# EXERCISE DIRECTIONS:
Please output the listing exactly as it stands, but omit any images.

# THE DATA:
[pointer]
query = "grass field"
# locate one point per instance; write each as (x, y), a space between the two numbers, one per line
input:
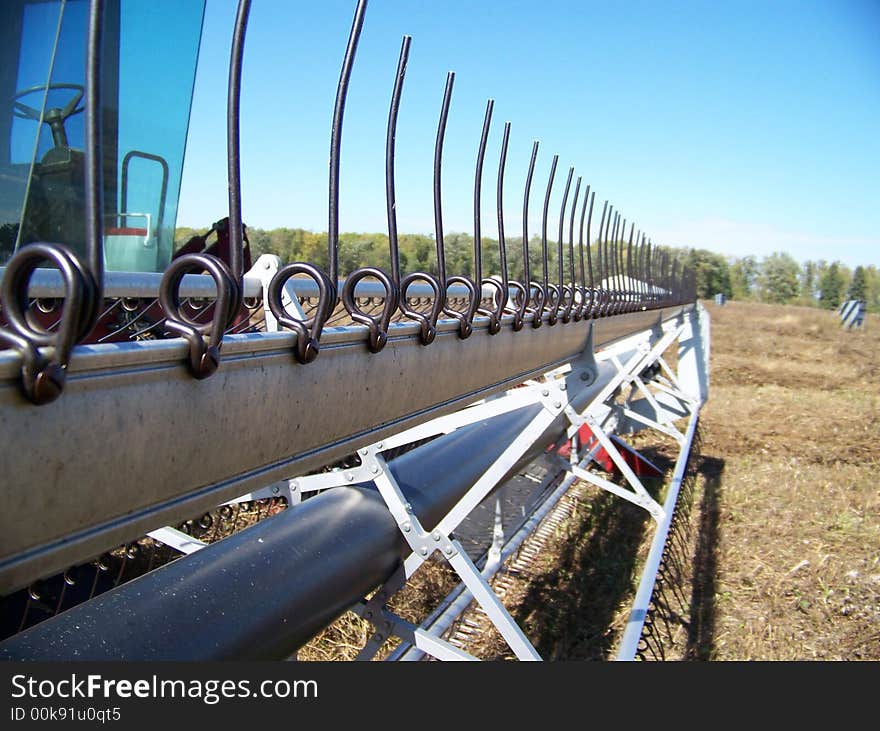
(792, 434)
(783, 556)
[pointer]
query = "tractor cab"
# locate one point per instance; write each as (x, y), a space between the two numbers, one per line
(149, 56)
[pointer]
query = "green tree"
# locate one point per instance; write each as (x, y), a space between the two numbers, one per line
(712, 272)
(808, 283)
(831, 287)
(858, 287)
(744, 277)
(779, 278)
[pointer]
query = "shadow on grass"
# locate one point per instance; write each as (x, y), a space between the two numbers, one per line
(570, 610)
(701, 628)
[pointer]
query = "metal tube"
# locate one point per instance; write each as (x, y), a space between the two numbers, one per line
(315, 561)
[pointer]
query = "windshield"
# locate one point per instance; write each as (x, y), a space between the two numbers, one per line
(148, 68)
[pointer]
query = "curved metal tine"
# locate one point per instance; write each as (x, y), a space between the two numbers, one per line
(621, 265)
(204, 357)
(587, 305)
(643, 272)
(336, 147)
(618, 264)
(624, 274)
(427, 323)
(599, 262)
(611, 263)
(530, 286)
(309, 329)
(664, 281)
(494, 314)
(575, 311)
(551, 298)
(466, 318)
(506, 282)
(605, 281)
(233, 147)
(629, 277)
(42, 377)
(639, 294)
(94, 176)
(563, 309)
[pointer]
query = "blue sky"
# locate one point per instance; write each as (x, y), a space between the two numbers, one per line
(741, 127)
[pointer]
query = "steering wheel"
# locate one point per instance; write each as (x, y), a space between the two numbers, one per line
(55, 116)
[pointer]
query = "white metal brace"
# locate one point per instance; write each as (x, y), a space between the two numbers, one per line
(423, 543)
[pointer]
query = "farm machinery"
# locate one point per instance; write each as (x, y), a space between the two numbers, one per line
(200, 445)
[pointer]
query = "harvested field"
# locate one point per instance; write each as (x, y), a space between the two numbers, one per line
(793, 420)
(782, 558)
(783, 561)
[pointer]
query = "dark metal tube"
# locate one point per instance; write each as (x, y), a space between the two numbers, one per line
(262, 593)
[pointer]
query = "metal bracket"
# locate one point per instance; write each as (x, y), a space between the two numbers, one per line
(423, 543)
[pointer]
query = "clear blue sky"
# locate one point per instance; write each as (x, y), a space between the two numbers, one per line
(741, 127)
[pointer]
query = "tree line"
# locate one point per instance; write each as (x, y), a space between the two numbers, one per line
(780, 279)
(777, 278)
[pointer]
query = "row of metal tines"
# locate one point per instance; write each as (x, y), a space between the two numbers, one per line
(629, 273)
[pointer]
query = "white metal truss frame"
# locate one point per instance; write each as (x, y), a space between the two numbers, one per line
(602, 416)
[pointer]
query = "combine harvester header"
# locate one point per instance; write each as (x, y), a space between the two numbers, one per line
(373, 412)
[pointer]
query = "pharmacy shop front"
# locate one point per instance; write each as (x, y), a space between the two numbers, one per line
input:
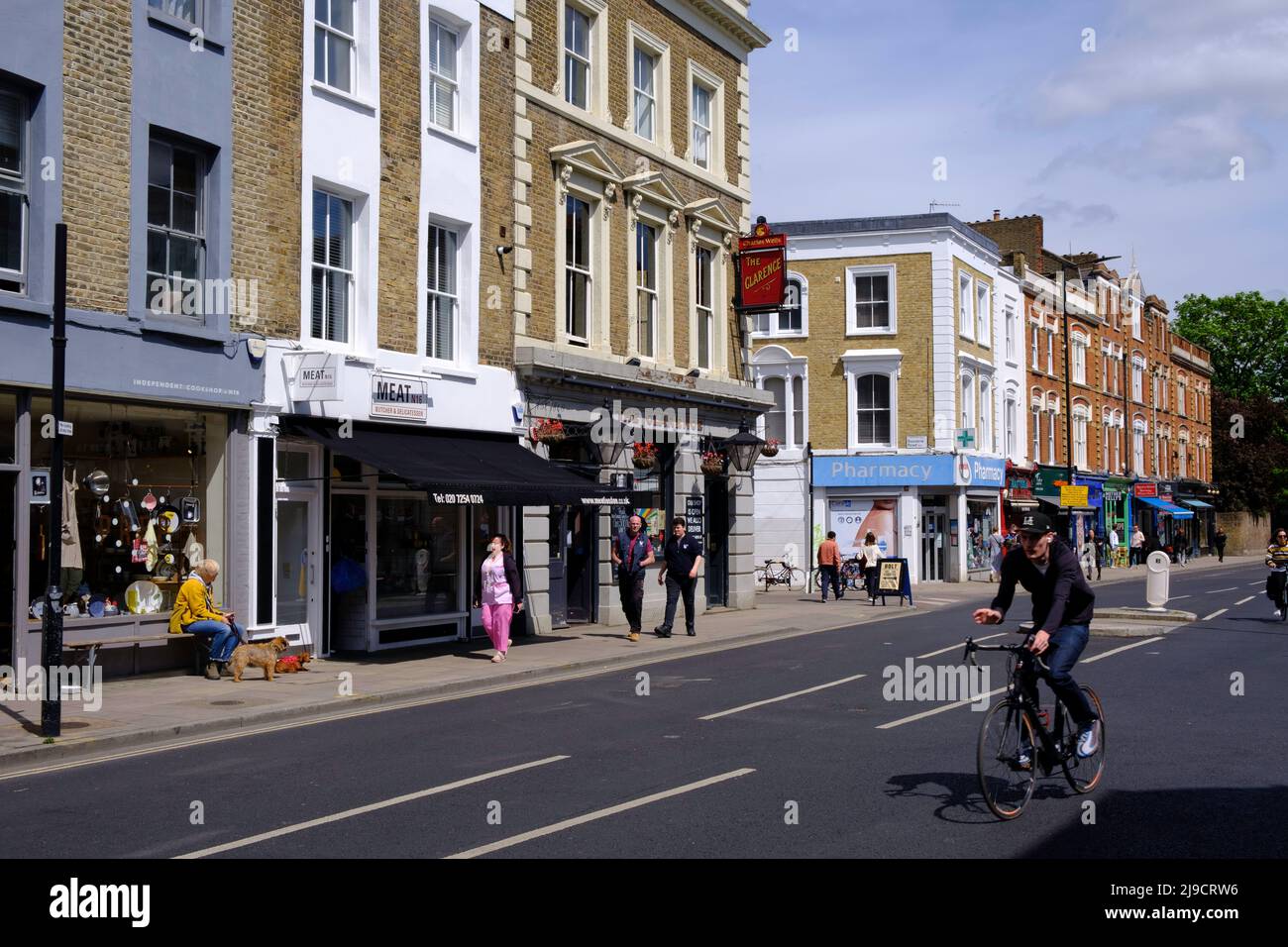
(935, 510)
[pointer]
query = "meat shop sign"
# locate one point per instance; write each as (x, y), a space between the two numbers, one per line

# EXERCISE ANSWER:
[pointer]
query = "grass field"
# locate one point per instance; write each as (x, y), a space between the two numbers, one per line
input:
(792, 434)
(783, 556)
[pointer]
query = "tractor cab"
# locate one point per instance; write each as (x, y), a space between the two numbers, one per line
(149, 56)
[pointer]
query = "green tree"
# locate one point per instance; write each as (x, y), a space between the two numbers, one per line
(712, 272)
(808, 283)
(831, 287)
(858, 287)
(744, 277)
(779, 278)
[pointer]
query = "shadow on grass"
# locate one point per instance; write each as (x, y), a space between the two numbers, one per line
(570, 610)
(701, 628)
[pointer]
query = "metal tube"
# locate one point per instance; write each as (x, y), a space between the two numbers, one per line
(315, 561)
[pointer]
query = "windshield"
# locate one point per instance; write each as (x, y), a space between the two numbers, one per line
(148, 68)
[pointer]
query = "curved metal tine"
# locate one point per instance; write each as (x, y), a space between the two numbers, one per line
(621, 265)
(204, 357)
(587, 305)
(643, 272)
(336, 147)
(618, 264)
(624, 274)
(427, 323)
(599, 262)
(611, 263)
(530, 286)
(309, 329)
(664, 281)
(494, 314)
(575, 311)
(551, 298)
(466, 318)
(506, 282)
(605, 281)
(233, 147)
(629, 277)
(42, 377)
(639, 294)
(94, 176)
(563, 309)
[pointer]
query = "blue sky"
# locate one point per instance; write each as (x, y), a space between the two numbers, one per line
(741, 127)
[pointer]
query = "steering wheel"
# locate one point per instance; write each as (x, y), a space between the two numbers, one per line
(55, 116)
[pointer]
query = "white metal brace"
# locate one point per instance; write each as (x, y), a space between the two numbers, one per line
(423, 543)
[pointer]
query = "farm machinery"
# locate one point per instance; write each as (x, y), a space between the two numbers, one per line
(200, 445)
[pointer]
query = "harvested field"
# locate one point per instance; write each as (x, y), a space between the two numbers, one per line
(793, 420)
(782, 558)
(783, 561)
[pointer]
query = "dark metal tube"
# locate one point per instance; write each as (x, y), a space between the two numbers, one per line
(262, 593)
[pointer]
query = "metal bracket"
# locate one point per instance; write each as (x, y), a space between the two numbers, one per line
(423, 543)
[pointer]
query = "clear blue sky"
# locate one point per instance; write each as (x, y), a space between the two numbers, one per line
(741, 127)
[pointer]
query = "tree line"
# locate one point per instance; write each as (x, y), a space between the two numbers, one per line
(780, 279)
(777, 278)
[pointer]
query = "row of metal tines"
# locate one point per instance; write each as (x, y), a space between the two numbers, one per line
(629, 273)
[pointer]
query = "white metal truss frame"
# locate one point per instance; write each as (x, y), a space between the two numbers, one per line
(602, 416)
[pointer]
query = "combine harvester header"
# locate one point per instance; write each as (x, y), a space between the two numbers, one per line
(373, 412)
[pointer]
query = "pharmacy shop front"
# locate one point per instance; write each as (x, y), a space between the two numbers, one per line
input:
(935, 510)
[pointer]
query = "meat shop sign"
# locate one point per instance; write each as (x, y), a space between the two numbers, one per line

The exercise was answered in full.